Referring expression pointing data
....

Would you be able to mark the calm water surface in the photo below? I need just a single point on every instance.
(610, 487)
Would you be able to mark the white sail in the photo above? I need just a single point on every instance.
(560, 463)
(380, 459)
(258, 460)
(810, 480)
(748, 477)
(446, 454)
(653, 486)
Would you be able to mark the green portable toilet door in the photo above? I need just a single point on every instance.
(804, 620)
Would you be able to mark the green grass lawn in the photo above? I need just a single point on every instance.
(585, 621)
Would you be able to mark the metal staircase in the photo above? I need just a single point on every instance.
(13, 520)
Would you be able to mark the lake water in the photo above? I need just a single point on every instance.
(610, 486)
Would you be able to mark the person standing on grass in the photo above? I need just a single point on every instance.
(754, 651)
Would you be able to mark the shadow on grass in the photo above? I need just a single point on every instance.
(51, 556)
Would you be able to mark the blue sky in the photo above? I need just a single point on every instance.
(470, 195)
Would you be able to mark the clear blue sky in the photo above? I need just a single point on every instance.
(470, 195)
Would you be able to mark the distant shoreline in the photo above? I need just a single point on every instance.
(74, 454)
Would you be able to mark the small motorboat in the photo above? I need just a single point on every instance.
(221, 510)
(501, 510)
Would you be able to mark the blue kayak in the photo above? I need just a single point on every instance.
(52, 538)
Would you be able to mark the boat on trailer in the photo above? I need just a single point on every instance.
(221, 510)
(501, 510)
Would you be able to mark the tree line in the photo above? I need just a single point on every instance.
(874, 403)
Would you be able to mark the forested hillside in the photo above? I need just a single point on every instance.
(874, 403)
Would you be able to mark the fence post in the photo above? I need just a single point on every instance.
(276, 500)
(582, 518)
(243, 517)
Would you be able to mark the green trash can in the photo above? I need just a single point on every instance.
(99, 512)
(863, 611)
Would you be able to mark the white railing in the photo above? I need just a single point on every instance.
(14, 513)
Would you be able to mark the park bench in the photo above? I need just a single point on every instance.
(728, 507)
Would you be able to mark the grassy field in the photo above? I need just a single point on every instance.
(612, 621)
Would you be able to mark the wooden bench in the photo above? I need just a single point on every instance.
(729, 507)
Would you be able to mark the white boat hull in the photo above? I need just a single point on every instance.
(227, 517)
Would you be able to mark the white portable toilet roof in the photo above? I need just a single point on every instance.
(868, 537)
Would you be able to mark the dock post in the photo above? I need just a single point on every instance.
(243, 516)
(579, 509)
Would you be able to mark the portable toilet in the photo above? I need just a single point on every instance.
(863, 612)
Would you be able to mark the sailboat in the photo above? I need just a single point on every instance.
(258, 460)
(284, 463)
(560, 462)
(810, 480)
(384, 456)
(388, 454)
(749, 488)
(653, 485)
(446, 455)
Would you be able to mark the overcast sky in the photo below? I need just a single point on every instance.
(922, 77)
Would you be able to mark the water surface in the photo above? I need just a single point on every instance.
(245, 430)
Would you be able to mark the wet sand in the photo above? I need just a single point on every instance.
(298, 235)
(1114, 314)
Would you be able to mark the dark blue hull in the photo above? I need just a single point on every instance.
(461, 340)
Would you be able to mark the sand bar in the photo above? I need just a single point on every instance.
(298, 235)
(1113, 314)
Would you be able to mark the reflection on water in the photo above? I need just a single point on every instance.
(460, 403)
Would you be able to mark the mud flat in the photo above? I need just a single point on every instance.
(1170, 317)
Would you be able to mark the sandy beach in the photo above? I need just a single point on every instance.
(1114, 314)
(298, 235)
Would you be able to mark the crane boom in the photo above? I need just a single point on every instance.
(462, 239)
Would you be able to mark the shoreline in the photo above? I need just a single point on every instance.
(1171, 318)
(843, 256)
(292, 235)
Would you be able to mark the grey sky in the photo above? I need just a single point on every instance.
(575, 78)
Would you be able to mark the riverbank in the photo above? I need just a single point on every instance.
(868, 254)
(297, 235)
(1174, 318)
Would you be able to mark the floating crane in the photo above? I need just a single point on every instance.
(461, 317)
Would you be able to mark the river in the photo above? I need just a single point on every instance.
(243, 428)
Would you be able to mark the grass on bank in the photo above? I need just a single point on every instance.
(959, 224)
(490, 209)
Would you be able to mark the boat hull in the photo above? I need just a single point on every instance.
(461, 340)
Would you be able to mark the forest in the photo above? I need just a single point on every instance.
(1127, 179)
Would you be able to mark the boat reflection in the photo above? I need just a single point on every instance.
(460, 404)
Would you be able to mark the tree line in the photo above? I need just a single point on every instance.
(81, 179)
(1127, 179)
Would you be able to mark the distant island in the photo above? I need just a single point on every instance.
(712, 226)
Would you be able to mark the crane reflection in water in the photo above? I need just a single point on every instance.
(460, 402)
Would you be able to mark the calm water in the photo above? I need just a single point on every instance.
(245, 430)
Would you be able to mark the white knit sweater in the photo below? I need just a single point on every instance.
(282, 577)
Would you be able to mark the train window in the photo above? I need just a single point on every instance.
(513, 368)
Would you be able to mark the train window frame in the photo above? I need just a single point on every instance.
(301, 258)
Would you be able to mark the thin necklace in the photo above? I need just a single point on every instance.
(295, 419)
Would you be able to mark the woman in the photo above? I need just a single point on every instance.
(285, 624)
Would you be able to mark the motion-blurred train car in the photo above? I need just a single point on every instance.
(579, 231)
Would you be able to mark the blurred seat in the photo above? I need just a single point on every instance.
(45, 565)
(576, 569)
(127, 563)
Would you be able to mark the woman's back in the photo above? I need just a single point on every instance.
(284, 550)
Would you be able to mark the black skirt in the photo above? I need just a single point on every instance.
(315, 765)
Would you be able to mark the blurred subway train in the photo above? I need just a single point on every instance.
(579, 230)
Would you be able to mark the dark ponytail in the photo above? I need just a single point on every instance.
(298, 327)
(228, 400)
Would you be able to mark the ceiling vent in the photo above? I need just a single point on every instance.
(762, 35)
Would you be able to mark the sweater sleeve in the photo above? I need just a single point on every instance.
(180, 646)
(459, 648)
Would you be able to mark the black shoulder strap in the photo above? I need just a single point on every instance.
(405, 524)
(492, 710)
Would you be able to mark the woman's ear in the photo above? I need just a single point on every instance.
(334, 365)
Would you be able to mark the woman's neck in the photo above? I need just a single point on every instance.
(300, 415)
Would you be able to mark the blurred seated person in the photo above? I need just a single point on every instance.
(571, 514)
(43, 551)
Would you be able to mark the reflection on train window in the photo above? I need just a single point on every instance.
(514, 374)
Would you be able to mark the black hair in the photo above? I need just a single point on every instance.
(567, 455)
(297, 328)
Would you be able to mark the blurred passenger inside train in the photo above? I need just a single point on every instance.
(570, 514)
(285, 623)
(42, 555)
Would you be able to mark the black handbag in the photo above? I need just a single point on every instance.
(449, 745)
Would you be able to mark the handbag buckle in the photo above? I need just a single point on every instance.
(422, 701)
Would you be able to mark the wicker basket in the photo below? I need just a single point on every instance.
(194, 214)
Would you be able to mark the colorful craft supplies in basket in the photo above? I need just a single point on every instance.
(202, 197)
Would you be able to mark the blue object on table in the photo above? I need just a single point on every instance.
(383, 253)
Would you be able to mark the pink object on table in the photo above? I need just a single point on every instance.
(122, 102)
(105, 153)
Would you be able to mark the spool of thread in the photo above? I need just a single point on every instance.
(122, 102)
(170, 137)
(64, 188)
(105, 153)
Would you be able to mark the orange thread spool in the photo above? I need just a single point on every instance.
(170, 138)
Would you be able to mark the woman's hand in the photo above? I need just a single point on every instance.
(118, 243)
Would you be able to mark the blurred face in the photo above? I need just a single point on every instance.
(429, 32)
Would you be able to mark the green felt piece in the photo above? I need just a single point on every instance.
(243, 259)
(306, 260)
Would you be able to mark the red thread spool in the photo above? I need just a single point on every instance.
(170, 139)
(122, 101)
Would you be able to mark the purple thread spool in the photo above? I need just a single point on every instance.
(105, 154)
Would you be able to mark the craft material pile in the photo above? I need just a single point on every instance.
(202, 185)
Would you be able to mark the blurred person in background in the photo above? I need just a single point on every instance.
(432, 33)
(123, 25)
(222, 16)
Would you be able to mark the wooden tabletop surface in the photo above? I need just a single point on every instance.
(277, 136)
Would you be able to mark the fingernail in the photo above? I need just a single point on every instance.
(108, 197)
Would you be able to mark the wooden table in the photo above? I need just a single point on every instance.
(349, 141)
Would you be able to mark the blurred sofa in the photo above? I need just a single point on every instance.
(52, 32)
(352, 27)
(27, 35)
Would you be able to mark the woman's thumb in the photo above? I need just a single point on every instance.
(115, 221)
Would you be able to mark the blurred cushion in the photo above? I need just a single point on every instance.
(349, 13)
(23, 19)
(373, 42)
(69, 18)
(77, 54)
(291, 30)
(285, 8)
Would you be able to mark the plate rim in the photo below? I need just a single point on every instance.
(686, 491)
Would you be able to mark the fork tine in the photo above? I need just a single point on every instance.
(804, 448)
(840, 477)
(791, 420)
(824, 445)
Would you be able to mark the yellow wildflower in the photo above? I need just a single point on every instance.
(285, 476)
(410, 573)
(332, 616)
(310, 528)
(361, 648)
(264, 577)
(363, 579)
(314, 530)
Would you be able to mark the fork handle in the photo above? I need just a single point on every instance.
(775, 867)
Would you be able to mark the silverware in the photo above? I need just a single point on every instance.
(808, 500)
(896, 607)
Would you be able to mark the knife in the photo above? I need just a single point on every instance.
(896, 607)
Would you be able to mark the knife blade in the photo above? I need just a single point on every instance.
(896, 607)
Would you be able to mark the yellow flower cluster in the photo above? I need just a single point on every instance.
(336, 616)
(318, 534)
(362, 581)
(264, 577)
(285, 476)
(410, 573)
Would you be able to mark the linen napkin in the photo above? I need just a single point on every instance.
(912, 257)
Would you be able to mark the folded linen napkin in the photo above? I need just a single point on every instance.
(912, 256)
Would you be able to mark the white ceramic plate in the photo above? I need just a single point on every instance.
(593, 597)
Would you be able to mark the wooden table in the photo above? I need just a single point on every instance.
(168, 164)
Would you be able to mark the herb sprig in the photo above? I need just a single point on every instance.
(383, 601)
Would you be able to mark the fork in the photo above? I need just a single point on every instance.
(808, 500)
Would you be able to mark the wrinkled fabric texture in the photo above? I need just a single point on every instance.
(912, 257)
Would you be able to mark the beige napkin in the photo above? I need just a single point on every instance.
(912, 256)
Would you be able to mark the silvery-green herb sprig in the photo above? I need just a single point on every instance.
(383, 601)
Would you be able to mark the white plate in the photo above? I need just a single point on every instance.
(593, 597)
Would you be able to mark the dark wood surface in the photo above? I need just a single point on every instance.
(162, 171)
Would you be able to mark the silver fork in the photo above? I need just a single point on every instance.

....

Your answer is to contain exactly the lines from the one holding "Would you be able to mark the white plate" to the end of the entries, with no other line.

Solution to the problem
Would you be able to mark the white plate in the photo above? I need just a single point on every instance.
(593, 597)
Would you be able to mark the dark wood surface in the photo above? I need just a single point on every instance.
(162, 171)
Would you be able to mark the silver fork in the photo above? I need just a single point on every instance.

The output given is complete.